─── SUPPLIED MATERIAL ───

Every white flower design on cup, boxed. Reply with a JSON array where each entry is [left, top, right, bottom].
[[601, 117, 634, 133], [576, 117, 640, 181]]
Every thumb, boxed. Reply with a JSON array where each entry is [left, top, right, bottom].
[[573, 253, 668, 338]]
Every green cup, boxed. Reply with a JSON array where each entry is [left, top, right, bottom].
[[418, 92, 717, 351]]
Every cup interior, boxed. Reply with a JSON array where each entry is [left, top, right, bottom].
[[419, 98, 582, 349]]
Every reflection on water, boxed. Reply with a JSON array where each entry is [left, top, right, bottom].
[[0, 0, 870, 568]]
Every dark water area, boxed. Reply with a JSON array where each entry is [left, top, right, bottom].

───

(WORK TO BE COMPLETED)
Format the entries above as a numbered list, leaving out any blank lines.

(SOLUTION FOR THIS PROBLEM)
1. Every white flower design on cup, boxed. Reply with a JSON array where each entry is [left, top, right, bottom].
2. [[601, 117, 634, 133], [576, 117, 640, 181]]
3. Every thumb, boxed. Reply with a JSON array where each entry is [left, top, right, bottom].
4. [[573, 253, 668, 338]]
5. Every green cup, boxed. Reply with a JSON array where each entry is [left, top, right, bottom].
6. [[418, 92, 717, 351]]
7. Every cup interior, boxed. Reply with a JSON array where each entry is [left, top, right, bottom].
8. [[419, 98, 582, 349]]
9. Every reflection on water, boxed. Reply with a JSON array where each entry is [left, top, right, bottom].
10. [[0, 0, 870, 568]]
11. Every dark water area, boxed. Reply with a JSON array where each entry is [left, top, right, bottom].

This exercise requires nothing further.